Assignment
Each line from the one containing "In this exercise you will annotate the basket" through the end of the data must be retyped exactly, and no other line.

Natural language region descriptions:
┄┄┄┄┄┄┄┄┄┄

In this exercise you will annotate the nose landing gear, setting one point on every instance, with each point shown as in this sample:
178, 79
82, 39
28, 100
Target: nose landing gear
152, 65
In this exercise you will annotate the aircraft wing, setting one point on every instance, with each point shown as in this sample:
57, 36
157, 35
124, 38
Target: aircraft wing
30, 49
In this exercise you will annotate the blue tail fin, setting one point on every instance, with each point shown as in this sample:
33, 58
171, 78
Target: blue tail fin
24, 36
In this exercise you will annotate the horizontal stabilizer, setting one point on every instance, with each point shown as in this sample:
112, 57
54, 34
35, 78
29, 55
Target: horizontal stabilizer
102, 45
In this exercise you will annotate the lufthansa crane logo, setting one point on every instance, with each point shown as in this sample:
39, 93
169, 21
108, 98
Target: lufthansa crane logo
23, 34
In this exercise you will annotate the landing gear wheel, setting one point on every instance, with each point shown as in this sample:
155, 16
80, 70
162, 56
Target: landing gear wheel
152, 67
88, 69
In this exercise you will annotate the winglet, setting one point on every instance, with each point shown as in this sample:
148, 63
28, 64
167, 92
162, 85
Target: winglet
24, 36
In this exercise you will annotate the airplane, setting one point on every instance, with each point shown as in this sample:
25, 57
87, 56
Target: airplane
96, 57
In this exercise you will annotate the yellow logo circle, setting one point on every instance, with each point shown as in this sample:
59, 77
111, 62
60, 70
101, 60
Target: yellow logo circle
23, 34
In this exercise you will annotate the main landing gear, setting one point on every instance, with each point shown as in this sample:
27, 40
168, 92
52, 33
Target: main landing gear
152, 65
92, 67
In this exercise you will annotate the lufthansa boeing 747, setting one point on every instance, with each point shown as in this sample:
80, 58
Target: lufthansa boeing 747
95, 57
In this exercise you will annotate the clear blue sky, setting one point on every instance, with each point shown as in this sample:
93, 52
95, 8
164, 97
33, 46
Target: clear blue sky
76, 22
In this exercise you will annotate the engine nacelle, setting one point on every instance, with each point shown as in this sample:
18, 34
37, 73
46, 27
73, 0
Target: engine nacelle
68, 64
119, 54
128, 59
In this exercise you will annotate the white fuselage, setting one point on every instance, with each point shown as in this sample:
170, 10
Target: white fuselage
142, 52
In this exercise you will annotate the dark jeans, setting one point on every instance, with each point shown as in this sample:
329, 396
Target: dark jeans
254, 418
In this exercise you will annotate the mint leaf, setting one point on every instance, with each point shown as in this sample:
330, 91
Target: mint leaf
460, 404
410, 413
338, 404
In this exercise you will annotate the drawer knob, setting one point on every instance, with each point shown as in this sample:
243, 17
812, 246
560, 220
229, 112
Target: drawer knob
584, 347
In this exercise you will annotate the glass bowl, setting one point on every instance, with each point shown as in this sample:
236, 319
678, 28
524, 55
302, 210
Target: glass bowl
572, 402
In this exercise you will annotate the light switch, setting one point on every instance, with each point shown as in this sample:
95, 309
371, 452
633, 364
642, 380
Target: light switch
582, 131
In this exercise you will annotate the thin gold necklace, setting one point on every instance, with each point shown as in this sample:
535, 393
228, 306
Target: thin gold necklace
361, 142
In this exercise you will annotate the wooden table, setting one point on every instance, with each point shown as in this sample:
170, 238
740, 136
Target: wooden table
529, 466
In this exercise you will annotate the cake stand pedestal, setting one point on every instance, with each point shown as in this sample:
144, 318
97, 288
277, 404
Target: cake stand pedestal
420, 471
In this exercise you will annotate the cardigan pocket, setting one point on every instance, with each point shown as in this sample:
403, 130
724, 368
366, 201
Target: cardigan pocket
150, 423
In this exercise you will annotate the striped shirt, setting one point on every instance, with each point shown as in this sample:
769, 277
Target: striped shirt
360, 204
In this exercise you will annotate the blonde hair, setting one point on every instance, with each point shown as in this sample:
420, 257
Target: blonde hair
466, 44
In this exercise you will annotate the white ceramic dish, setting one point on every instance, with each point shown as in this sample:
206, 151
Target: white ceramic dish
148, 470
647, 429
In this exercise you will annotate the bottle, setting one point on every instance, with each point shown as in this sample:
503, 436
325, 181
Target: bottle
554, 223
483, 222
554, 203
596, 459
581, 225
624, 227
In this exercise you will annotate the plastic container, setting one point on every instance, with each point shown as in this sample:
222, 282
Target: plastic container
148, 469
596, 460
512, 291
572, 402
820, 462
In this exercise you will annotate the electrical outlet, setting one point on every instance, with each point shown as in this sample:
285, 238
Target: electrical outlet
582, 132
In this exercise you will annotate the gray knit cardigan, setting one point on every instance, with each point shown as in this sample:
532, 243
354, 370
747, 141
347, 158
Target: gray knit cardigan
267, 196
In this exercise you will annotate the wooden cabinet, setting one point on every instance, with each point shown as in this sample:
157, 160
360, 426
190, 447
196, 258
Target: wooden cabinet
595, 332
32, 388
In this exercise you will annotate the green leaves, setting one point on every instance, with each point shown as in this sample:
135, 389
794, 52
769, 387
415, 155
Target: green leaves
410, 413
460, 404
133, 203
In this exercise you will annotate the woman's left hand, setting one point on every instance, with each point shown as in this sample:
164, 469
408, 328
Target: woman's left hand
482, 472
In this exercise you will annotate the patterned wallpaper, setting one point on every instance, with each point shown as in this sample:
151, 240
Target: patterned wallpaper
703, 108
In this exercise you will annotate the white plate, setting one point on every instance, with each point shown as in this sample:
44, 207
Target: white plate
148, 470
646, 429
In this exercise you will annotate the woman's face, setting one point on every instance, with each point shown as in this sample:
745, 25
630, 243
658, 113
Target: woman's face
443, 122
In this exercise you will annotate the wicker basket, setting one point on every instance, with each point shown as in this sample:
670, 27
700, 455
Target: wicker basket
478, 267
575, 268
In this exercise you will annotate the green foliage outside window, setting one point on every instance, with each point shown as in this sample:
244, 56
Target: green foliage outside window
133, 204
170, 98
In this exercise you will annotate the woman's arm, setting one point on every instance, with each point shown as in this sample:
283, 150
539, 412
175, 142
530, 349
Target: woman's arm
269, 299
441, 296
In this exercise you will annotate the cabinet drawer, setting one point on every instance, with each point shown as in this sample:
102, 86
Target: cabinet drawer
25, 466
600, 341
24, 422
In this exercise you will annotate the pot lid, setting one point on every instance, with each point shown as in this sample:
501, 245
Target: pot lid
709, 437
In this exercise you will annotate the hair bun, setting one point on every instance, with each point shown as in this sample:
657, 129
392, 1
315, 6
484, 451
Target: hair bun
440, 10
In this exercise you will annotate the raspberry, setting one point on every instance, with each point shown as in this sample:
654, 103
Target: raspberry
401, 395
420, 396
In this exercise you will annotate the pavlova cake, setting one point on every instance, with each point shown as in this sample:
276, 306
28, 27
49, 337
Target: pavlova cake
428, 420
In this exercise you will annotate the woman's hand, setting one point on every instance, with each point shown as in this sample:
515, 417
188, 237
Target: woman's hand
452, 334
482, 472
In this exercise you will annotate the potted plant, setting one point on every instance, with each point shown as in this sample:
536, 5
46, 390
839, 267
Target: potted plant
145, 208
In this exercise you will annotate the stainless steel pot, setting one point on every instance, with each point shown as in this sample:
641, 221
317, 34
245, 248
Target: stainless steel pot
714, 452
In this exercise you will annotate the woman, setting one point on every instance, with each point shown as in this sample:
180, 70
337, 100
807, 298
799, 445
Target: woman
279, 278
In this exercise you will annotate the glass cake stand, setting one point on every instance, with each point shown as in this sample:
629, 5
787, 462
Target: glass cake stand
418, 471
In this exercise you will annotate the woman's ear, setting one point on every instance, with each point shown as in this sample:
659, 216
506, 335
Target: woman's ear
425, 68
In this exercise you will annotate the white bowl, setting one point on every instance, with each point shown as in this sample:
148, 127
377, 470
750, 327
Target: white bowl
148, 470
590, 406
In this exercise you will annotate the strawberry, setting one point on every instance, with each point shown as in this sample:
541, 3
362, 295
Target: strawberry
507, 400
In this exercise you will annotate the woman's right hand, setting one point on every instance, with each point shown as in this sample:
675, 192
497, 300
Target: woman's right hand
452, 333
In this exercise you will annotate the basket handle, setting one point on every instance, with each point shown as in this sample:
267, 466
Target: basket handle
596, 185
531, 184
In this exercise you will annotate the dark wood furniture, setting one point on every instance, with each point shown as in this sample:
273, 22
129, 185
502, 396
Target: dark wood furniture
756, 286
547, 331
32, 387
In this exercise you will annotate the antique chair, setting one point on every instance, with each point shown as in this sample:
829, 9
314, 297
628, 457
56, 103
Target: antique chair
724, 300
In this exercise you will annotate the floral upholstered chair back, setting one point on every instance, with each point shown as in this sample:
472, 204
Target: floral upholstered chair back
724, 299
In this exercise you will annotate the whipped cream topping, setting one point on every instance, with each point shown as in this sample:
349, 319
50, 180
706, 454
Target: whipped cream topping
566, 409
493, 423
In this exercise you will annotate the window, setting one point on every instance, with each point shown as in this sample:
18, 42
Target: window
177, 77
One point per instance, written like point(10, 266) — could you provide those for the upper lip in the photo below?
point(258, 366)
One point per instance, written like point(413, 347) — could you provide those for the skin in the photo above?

┄┄┄┄┄┄┄┄┄┄

Worked solution
In this exercise you will annotate the basket handle, setting one point on every instance, with each point shown as in this sample:
267, 466
Target: basket handle
596, 185
531, 184
In this exercise you will annotate the dark wood furniture, setting one point on every instance, with each point shown as in this sample:
273, 22
129, 185
502, 396
Target: dark wood furniture
756, 286
547, 331
32, 387
In this exercise you will annotate the antique chair, setting one point on every instance, with each point shown as in this sample:
829, 9
314, 297
628, 457
56, 103
Target: antique chair
724, 300
In this exercise you will annotate the floral upholstered chair back, setting one point on every instance, with each point shown as in this sample:
472, 204
Target: floral upholstered chair back
724, 299
In this exercise you will annotate the whipped cream topping, setting one point on every instance, with each point shown as in this sample:
349, 319
50, 180
706, 454
Target: whipped cream topping
566, 409
493, 423
In this exercise you will annotate the window, setting one point on every instance, with each point shown as in this sample:
18, 42
Target: window
177, 77
One point per instance, written like point(10, 266) — could you provide those for the upper lip in the photo below?
point(258, 366)
One point per instance, written like point(413, 347) — could you provide those for the skin in the photo above?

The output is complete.